Dank des Emanzipationsschubs nach dem Euromaidan fordern nun aber auch immer mehr Ukrainer, Fahrradwege anzulegen, vor allem in den Städten. In Poltawa finden inzwischen pro Jahr mehrere Fahrraddemonstrationen mit vielen hundert Teilnehmern statt. Auch Cafés und Restaurants beteiligen sich an diesen Aktionen; die Radfahrenden werden dann zu günstigen Preisen beköstigt. Und in Dikanka, 30 Kilometer nördlich von Poltawa, wurde inzwischen das erste Fahrradmuseum der Ukraine eröffnet.
Der größte Reichtum des Landes sind natürlich die Menschen.
Die schönsten Überraschungen erlebt man diesbezüglich nach meiner Erfahrung in den extremen, verrufenen Gegenden – im Donbas, in den nationalistischen Hochburgen des Westens und in Poltawa, der geistigen und spirituellen Hauptstadt der Ukraine. Allerdings sollte man als Westler vorher das Gepäck des moralischen Rigorismus ablegen und sich mit Humor wappnen. Dann kann man es genießen, in den Karpaten mit einer Zigarette der Wehrmacht beschenkt und begrüßt zu werden, auch wenn der Tabak nach den vielen Jahrzehnten keinen Geschmack mehr hat. Oder man kann im Donbas beim abendlichen Besäufnis zusammen mit dem Stadtkommandanten singen „Wir sind Schachtjori“, obwohl der nächste Schacht Dutzende Kilometer entfernt ist. Und in Poltawa taucht man am besten in den Underground der Künstler ein, um sich an psychedelischer Musik und anregenden Kräutern zu erfreuen und den Geist der Argonauten einzuatmen, die hier lange vor Christi Geburt mit ihrem Schiff gelandet sein sollen. Oder um sich erzählen zu lassen und zu erleben, weshalb in dieser Stadt die Gogolewschina regiert, die nach Nikolai Gogol benannte Göttin des Zufalls und der Absurditäten.

**Aufgabe A**
Beantworte anhand des Textauszugs über die Ukraine diese drei Fragen:
(i) Wo wurde das erste Fahrradmuseum der Ukraine eröffnet?
(ii) Was singt man im Donbas beim abendlichen Besäufnis zusammen mit dem Stadtkommandanten?
(iii) Nach wem ist die Gogolewschina benannt?
**Aufgabe B**
Führe den Textauszug über die Ukraine im Anschluss an seinen letzten Satz fort.
Die Datensätze stehen in keinem Zusammenhang mit dem Textauszug.

**Aufgelistete Einträge**
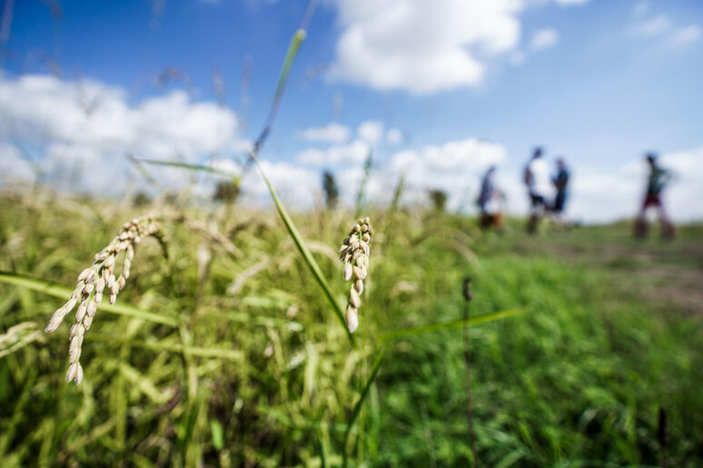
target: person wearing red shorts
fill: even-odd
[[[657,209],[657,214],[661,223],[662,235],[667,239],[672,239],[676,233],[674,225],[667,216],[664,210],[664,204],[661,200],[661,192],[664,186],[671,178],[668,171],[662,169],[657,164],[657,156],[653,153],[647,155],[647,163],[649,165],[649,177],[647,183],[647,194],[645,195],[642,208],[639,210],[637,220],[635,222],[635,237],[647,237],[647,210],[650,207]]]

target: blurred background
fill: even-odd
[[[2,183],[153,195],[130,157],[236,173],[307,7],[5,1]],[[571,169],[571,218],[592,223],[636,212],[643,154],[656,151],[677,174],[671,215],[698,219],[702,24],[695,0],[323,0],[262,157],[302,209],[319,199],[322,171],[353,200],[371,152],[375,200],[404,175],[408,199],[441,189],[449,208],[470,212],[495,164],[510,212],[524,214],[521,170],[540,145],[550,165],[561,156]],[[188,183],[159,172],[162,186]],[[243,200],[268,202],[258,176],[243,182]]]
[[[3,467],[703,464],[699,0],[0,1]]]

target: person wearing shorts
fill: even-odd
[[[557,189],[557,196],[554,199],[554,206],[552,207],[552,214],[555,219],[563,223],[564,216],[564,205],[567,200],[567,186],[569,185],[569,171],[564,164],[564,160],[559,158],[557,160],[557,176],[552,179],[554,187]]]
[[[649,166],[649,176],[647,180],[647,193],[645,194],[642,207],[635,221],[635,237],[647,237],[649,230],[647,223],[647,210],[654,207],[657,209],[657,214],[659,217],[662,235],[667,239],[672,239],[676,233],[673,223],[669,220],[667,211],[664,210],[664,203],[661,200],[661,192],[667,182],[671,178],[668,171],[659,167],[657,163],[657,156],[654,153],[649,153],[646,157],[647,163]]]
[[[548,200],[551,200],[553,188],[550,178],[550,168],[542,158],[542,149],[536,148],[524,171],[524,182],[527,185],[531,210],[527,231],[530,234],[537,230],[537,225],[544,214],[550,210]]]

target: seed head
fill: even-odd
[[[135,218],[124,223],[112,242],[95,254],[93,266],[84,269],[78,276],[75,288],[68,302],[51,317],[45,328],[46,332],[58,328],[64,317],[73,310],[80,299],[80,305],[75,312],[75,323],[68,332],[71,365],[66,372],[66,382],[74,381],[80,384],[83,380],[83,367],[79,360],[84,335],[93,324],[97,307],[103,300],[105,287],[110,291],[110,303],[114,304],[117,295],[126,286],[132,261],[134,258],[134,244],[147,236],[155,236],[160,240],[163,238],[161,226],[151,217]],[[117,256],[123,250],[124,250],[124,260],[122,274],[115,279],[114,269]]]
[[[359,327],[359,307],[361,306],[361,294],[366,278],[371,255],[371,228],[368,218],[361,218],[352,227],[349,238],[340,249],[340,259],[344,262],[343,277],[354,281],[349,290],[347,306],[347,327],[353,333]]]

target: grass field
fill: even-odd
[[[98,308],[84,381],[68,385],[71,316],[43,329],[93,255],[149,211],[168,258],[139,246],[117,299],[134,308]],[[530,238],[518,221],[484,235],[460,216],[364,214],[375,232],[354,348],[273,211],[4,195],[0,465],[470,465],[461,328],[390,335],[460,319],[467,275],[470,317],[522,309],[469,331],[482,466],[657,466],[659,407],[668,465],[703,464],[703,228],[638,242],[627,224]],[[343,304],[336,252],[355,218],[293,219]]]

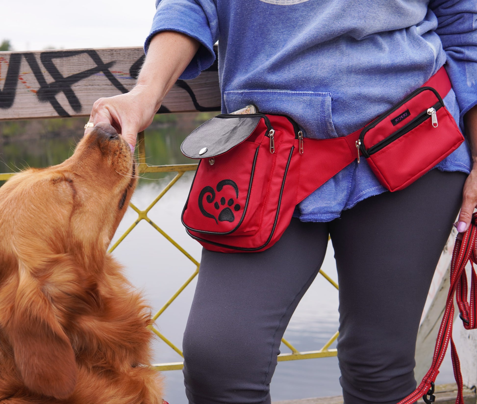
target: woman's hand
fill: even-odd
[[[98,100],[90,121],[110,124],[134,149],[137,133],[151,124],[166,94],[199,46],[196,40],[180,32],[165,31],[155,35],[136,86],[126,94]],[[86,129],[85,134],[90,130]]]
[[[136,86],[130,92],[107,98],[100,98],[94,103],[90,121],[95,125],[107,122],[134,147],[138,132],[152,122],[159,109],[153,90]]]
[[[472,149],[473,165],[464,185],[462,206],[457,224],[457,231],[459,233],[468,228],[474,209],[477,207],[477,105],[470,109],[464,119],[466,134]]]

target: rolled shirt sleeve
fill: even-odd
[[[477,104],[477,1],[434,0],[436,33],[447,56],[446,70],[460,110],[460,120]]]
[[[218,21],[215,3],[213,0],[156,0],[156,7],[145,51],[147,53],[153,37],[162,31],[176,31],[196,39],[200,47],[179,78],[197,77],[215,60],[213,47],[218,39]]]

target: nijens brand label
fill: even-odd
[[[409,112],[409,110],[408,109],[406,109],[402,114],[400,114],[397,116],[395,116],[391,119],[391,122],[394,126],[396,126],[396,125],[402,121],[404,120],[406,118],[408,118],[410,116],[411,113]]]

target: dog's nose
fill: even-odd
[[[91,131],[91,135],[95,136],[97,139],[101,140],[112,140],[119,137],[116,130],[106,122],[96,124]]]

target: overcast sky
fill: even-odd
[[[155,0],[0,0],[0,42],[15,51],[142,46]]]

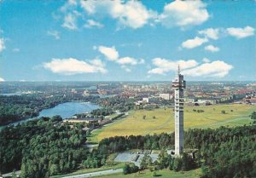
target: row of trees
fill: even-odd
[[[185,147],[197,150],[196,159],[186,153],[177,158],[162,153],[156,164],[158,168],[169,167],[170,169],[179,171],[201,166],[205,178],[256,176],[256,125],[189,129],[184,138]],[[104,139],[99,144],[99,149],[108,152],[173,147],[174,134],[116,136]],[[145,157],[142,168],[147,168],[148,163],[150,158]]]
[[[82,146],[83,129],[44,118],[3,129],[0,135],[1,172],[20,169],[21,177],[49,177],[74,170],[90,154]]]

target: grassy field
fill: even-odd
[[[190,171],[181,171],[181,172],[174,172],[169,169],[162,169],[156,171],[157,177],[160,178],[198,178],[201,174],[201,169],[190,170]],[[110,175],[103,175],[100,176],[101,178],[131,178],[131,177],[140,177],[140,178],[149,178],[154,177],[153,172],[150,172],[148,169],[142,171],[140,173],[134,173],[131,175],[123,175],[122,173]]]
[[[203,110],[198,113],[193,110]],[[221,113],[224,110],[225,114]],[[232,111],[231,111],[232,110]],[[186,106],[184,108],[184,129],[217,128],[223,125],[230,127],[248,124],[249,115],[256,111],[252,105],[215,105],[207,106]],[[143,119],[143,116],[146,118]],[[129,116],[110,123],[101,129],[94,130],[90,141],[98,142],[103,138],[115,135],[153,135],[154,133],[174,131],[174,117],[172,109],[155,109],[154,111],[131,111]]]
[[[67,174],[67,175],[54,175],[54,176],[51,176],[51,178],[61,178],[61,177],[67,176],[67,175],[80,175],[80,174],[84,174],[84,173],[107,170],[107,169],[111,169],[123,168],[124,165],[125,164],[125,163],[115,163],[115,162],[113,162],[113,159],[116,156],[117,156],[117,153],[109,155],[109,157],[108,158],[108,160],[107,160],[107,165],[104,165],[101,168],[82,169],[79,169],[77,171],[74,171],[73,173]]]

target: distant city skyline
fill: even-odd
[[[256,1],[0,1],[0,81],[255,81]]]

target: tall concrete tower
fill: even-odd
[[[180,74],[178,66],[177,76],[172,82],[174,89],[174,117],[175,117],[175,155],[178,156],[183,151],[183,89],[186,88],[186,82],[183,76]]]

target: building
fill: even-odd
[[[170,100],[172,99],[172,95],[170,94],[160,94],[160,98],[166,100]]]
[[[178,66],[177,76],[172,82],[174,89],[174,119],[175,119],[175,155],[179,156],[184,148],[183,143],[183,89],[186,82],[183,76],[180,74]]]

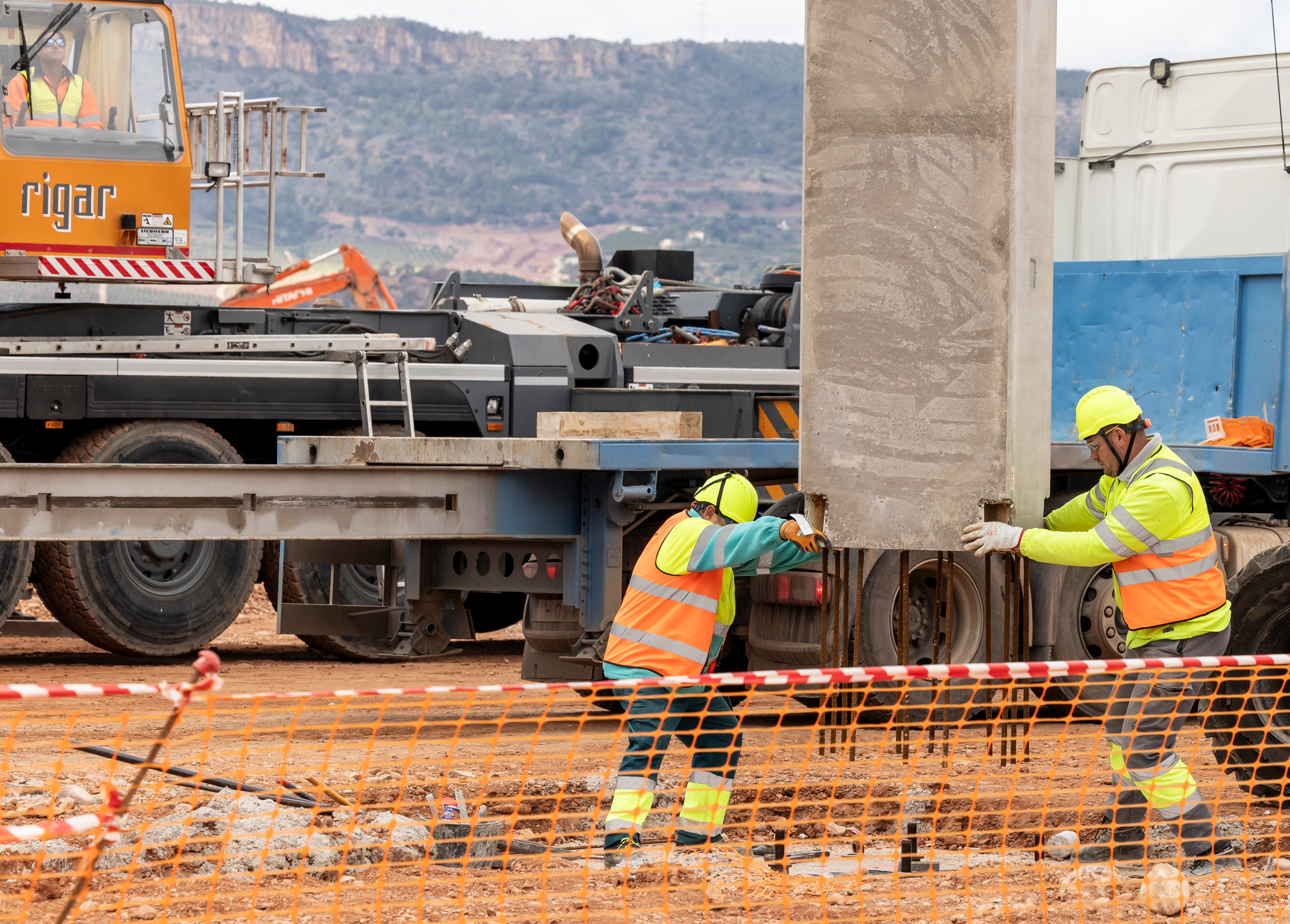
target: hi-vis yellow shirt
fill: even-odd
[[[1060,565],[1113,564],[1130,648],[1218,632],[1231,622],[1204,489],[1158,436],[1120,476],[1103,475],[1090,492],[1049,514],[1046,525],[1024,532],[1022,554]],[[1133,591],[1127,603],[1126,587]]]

**Antwort A**
(i) In Dikanka, 30 Kilometer nördlich von Poltawa.
(ii) „Wir sind Schachtjori“.
(iii) Nach Nikolai Gogol.

**Antwort B**
Wer gerne etwas lauer badet und ungern gesichertes Terrain verlässt, kann in den Nachtclubs von Kyjiw die Nächte durchtanzen oder in den Kaffeehäusern von Lwiw mit den Einheimischen schwatzen und die faszinierende Geschichte dieser Stadt erkunden, hunderte Denkmäler, Museen, Galerien und Friedhöfe besichtigen und den Straßenmusikern zuhören. Für Touristen wird das Land Jahr für Jahr zweifellos interessanter. Die Vielfalt an Restaurants und Hotels wird immer größer, das Reisen aufgrund enormer Investitionen in die Verkehrsinfrastruktur immer leichter und bequemer.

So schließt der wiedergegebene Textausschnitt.